**To do**
Each record below must be returned exactly as shown.
=== Data provided ===
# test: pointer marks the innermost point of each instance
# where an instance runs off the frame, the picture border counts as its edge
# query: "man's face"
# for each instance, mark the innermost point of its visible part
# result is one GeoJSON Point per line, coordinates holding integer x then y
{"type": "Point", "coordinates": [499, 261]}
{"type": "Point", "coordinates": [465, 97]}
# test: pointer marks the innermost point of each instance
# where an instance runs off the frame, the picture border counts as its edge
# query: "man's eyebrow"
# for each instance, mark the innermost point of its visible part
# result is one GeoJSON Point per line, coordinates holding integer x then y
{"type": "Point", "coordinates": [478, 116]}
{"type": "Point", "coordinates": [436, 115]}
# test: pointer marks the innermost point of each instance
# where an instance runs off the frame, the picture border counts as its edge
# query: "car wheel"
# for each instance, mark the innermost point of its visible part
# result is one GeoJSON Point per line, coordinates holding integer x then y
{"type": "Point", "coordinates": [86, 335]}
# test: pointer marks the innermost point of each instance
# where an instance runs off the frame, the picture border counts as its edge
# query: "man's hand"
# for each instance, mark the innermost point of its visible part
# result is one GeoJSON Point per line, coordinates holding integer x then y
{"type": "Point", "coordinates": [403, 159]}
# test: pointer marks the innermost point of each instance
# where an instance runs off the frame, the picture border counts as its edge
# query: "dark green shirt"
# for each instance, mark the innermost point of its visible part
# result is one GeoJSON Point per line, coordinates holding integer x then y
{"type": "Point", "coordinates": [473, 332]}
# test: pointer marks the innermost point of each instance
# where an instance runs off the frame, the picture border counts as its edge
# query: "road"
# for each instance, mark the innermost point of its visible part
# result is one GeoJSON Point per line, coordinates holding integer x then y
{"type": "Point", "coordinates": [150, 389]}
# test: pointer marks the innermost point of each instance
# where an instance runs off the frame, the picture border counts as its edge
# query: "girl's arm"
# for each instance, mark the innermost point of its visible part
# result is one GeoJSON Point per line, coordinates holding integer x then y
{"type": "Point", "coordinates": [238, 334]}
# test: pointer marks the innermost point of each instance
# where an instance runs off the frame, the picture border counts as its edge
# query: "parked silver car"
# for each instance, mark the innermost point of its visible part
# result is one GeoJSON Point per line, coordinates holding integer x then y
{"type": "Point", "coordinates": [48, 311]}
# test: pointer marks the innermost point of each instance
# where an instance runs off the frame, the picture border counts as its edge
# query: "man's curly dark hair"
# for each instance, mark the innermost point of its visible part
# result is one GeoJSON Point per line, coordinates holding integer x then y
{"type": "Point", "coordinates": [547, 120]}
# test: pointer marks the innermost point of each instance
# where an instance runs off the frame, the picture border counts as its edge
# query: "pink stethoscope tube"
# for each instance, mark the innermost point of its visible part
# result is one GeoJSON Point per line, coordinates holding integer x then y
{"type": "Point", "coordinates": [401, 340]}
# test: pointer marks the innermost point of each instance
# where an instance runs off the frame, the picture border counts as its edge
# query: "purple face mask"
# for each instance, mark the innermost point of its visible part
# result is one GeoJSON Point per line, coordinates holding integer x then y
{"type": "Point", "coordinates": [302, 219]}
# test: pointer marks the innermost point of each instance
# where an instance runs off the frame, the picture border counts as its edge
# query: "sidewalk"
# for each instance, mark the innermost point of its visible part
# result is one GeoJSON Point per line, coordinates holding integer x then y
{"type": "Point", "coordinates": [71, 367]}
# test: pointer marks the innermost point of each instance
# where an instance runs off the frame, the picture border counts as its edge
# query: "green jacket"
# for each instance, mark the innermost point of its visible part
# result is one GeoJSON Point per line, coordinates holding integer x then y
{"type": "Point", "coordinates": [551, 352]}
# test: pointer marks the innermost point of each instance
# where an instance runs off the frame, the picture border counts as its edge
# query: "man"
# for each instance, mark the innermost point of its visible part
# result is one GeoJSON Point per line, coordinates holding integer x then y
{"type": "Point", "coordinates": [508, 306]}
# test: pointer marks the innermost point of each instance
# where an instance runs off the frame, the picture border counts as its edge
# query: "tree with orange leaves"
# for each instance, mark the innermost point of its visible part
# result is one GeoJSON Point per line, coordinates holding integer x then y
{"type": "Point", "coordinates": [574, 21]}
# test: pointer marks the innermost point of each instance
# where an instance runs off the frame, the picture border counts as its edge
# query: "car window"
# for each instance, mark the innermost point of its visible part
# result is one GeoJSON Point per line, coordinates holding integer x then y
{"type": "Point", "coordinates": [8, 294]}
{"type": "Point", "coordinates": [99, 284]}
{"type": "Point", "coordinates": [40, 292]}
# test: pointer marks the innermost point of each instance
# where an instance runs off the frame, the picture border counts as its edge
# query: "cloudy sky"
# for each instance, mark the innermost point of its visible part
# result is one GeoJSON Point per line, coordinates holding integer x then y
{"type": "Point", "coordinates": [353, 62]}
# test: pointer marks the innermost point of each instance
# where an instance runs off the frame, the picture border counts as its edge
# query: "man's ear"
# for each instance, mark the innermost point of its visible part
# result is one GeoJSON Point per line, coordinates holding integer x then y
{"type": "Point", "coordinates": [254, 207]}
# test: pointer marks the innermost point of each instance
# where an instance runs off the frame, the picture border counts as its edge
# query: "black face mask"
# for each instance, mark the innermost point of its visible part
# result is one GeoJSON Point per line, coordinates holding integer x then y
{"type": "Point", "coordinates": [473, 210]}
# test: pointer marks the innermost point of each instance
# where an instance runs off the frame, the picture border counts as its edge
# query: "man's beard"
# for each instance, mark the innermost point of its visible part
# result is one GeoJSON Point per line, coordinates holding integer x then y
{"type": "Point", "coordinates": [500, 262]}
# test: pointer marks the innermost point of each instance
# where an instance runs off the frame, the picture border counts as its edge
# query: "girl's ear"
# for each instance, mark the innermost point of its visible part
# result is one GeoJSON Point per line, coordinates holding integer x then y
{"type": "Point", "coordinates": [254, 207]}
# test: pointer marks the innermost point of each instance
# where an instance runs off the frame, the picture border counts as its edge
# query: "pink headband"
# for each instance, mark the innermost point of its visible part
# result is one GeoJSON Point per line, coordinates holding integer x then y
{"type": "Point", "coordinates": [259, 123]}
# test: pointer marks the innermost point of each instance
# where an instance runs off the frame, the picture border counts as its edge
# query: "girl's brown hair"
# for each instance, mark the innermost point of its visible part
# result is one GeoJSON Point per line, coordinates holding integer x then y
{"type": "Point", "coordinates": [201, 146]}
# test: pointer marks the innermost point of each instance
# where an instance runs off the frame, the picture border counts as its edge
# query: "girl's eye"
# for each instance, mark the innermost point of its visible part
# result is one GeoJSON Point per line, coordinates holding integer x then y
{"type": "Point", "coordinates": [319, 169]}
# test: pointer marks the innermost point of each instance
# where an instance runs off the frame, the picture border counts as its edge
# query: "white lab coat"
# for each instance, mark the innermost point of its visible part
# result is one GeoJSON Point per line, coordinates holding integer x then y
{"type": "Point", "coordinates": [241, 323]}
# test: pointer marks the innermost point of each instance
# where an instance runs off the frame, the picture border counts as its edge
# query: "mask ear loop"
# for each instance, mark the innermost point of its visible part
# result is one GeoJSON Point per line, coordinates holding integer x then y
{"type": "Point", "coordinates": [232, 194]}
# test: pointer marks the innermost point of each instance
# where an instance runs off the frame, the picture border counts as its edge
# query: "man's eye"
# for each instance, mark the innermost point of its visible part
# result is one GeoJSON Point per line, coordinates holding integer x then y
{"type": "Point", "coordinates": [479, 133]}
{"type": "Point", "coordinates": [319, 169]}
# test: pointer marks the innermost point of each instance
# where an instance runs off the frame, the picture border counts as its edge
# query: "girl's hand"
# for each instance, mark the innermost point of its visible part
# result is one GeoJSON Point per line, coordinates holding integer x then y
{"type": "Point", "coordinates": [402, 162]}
===
**Written response**
# test: pointer marks the innermost point of each instance
# where an instance runs off the frame, the picture border counts as its edge
# query: "man's face"
# for each instance, mark the innermost point of its visible part
# result is one GeoJSON Point per line, coordinates holding integer x then y
{"type": "Point", "coordinates": [499, 261]}
{"type": "Point", "coordinates": [465, 97]}
# test: pointer marks the innermost point of each instance
# where an instance runs off the frame, the picture border counts as its edge
# query: "man's eyebrow"
# for each instance, mark the innermost point of its visible part
# result is one GeoJSON Point per line, coordinates holding integer x then y
{"type": "Point", "coordinates": [478, 116]}
{"type": "Point", "coordinates": [436, 115]}
# test: pointer marks the innermost point of each instance
# where an instance runs off the frame, the picture border counts as its edge
# query: "car wheel"
# for each instance, mark the innermost point of its visible part
# result is one GeoJSON Point per line, coordinates holding integer x then y
{"type": "Point", "coordinates": [86, 335]}
# test: pointer marks the innermost point of each instance
# where an instance runs off the frame, the picture border counts as its edge
# query: "man's hand"
# for each instance, mark the innermost point of its visible part
# result is one GeoJSON Point per line, coordinates holding integer x then y
{"type": "Point", "coordinates": [403, 159]}
# test: pointer marks the innermost point of each instance
# where an instance runs off the frame, the picture border counts as its edge
# query: "dark green shirt"
# for each instance, mark the innermost point of its visible part
# result is one GeoJSON Point per line, coordinates holding integer x then y
{"type": "Point", "coordinates": [473, 332]}
# test: pointer marks the innermost point of each instance
# where an instance runs off the frame, the picture border counts as its edge
# query: "road"
# for each instance, mark the innermost point of its visible part
# result is one GeoJSON Point per line, coordinates holding integer x then y
{"type": "Point", "coordinates": [150, 389]}
# test: pointer marks the innermost point of each instance
# where an instance runs off the frame, the picture border counts as its edge
# query: "girl's arm"
# for each instance, mark the innermost point of its visible part
# result is one GeoJSON Point per line, coordinates holding integer x then y
{"type": "Point", "coordinates": [238, 334]}
# test: pointer marks the innermost point of each instance
# where an instance runs off the frame, the picture border counts as its edge
# query: "parked silver car"
# for each instance, mark the innermost point of its visible part
# result is one GeoJSON Point per line, coordinates holding integer x then y
{"type": "Point", "coordinates": [48, 311]}
# test: pointer marks the innermost point of each instance
# where an instance runs off the frame, the picture border counts as its edge
# query: "man's curly dark hair"
# for each instance, mark the innermost point of its visible part
# result is one GeoJSON Point per line, coordinates holding integer x then y
{"type": "Point", "coordinates": [547, 120]}
# test: pointer marks the innermost point of each instance
# where an instance runs off the frame, the picture border counts as its edge
# query: "pink stethoscope tube"
# for each instance, mark the innermost point of its visible part
# result is one GeoJSON Point per line, coordinates holding integer x then y
{"type": "Point", "coordinates": [401, 340]}
# test: pointer marks the innermost point of each instance
# where an instance runs off the frame, the picture border counts as its edge
# query: "purple face mask"
# for each instance, mark the innermost point of its visible part
# result is one GeoJSON Point per line, coordinates holding integer x then y
{"type": "Point", "coordinates": [302, 219]}
# test: pointer marks the innermost point of each instance
# where an instance runs off the frame, the picture border counts as its edge
# query: "sidewalk"
# for each instance, mark the innermost point of its visible part
# result is one GeoJSON Point per line, coordinates holding integer x then y
{"type": "Point", "coordinates": [71, 367]}
# test: pointer marks the innermost point of each instance
# where an instance runs off the frame, the picture border counts as its edge
# query: "green jacket"
# for each instance, mark the innermost point of its visible part
# result is one GeoJSON Point per line, coordinates holding integer x then y
{"type": "Point", "coordinates": [551, 352]}
# test: pointer marks the innermost point of each instance
# where an instance runs off the frame, the picture border counts as its edge
# query: "man"
# for each instance, mark the innermost point of its visible part
# result is one GeoJSON Point per line, coordinates holding integer x then y
{"type": "Point", "coordinates": [508, 306]}
# test: pointer marks the innermost point of each instance
# where an instance runs off the frame, the picture border counts as its edge
# query: "tree with orange leaves"
# for each instance, mark the innermost point of its visible part
# result is one GeoJSON Point per line, coordinates holding integer x then y
{"type": "Point", "coordinates": [574, 21]}
# test: pointer marks the innermost point of each instance
# where an instance runs off the frame, the picture border counts as its edge
# query: "car window"
# for each instance, mark the innermost point of its visible part
# result is one GeoJSON Point per line, coordinates holding integer x then y
{"type": "Point", "coordinates": [8, 294]}
{"type": "Point", "coordinates": [99, 284]}
{"type": "Point", "coordinates": [40, 292]}
# test: pointer marks the innermost point of each instance
# where an instance runs off the frame, the picture border counts as its edge
# query: "cloudy sky"
# for each instance, mark the innermost point of its visible part
# result is one GeoJSON Point per line, coordinates holding integer x then y
{"type": "Point", "coordinates": [353, 62]}
# test: pointer marks the innermost point of each instance
# where an instance runs off the frame, the picture border counts as its edge
# query: "man's ear"
# for each instance, mark the innermost point of its visible part
# result is one GeoJSON Point per line, coordinates holding integer x then y
{"type": "Point", "coordinates": [254, 207]}
# test: pointer marks the innermost point of each instance
# where an instance runs off the frame, the picture border counts as its edge
# query: "black face mask"
# for each instance, mark the innermost point of its visible part
# result is one GeoJSON Point per line, coordinates holding integer x then y
{"type": "Point", "coordinates": [473, 210]}
# test: pointer marks the innermost point of each instance
# where an instance runs off the frame, the picture border counts as its edge
# query: "man's beard"
# for each instance, mark the innermost point of its visible part
# result is one GeoJSON Point per line, coordinates holding integer x then y
{"type": "Point", "coordinates": [500, 262]}
# test: pointer marks the innermost point of each instance
# where an instance runs off the frame, the picture border counts as its edge
# query: "girl's ear"
# for each instance, mark the innermost point of its visible part
# result is one GeoJSON Point per line, coordinates holding integer x then y
{"type": "Point", "coordinates": [254, 207]}
# test: pointer marks the innermost point of each instance
# where an instance runs off the frame, the picture border counts as its edge
# query: "pink headband"
# for each instance, mark the innermost point of its visible part
# result is one GeoJSON Point per line, coordinates holding integer x then y
{"type": "Point", "coordinates": [259, 123]}
# test: pointer marks the innermost point of each instance
# where an instance runs off the frame, the picture border counts as its edge
# query: "girl's brown hair"
# for each instance, mark the innermost point of its visible part
# result is one GeoJSON Point per line, coordinates holding integer x then y
{"type": "Point", "coordinates": [201, 146]}
# test: pointer marks the innermost point of each instance
# where an instance runs off the frame, the picture border counts as its edge
# query: "girl's eye"
# for each instance, mark the innermost point of its visible part
# result is one GeoJSON Point per line, coordinates holding integer x then y
{"type": "Point", "coordinates": [319, 169]}
# test: pointer marks the innermost point of each instance
# where an instance runs off the frame, the picture border counts as its edge
# query: "white lab coat"
# for each instance, mark the innermost point of its visible part
# result is one GeoJSON Point per line, coordinates holding integer x then y
{"type": "Point", "coordinates": [241, 323]}
# test: pointer marks the innermost point of each instance
# where an instance runs off the frame, the picture border counts as its edge
# query: "mask ear loop"
# for each instance, mark the innermost point of its visible part
# result is one GeoJSON Point per line, coordinates holding integer x then y
{"type": "Point", "coordinates": [232, 194]}
# test: pointer marks the innermost point of each instance
# where an instance runs off the frame, the picture border counts as its edge
# query: "man's eye"
# for each instance, mark the innermost point of its visible part
# result is one GeoJSON Point per line, coordinates holding integer x then y
{"type": "Point", "coordinates": [479, 133]}
{"type": "Point", "coordinates": [319, 169]}
# test: pointer marks the innermost point of each instance
# where an instance runs off the frame, the picture border counts as its edge
# query: "girl's hand"
# for each instance, mark the innermost point of its visible part
# result is one GeoJSON Point per line, coordinates holding integer x then y
{"type": "Point", "coordinates": [402, 162]}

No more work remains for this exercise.